• **To be done**: Please locate every line in the records below that contains the word "road" and copy each of those lines.

• **Data supplied**:

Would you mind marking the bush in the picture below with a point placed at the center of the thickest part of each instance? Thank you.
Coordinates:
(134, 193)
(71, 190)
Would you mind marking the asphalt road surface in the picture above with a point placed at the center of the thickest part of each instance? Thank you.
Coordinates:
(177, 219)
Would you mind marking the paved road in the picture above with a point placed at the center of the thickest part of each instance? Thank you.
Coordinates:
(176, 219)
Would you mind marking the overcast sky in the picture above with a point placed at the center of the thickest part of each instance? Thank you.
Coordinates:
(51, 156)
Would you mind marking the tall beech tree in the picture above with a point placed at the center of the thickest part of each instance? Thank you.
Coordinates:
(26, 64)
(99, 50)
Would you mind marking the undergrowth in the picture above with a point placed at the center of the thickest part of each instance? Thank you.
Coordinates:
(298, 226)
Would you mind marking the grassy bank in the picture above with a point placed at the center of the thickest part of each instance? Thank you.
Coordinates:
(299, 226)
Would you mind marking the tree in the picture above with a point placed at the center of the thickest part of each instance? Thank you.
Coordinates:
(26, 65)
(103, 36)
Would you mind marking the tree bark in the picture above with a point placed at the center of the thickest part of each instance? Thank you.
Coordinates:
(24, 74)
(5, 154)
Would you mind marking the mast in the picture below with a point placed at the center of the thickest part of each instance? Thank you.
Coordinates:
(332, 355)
...
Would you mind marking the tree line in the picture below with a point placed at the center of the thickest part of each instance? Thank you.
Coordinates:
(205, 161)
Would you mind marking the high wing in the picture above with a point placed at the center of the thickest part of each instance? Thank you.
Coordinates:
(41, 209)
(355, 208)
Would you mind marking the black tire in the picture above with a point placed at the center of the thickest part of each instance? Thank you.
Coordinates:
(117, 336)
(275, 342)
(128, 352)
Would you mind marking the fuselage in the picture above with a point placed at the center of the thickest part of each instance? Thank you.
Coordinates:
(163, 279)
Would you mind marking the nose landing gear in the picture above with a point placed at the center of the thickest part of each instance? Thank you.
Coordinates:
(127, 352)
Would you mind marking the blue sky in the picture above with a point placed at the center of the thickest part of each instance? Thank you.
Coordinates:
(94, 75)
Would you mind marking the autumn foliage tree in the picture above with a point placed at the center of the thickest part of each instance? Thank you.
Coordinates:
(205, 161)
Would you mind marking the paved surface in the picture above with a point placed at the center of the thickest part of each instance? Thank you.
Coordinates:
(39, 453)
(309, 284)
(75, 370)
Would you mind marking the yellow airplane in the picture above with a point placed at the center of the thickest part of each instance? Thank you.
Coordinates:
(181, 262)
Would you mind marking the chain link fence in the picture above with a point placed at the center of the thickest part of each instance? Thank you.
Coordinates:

• **Exercise response**:
Would you mind marking the asphalt road surface in the picture above with a point placed at the center of the thickest part of each instance? Thank you.
Would you mind marking the paved road in the picture above with a point placed at the center of the thickest part of each instance? Thank you.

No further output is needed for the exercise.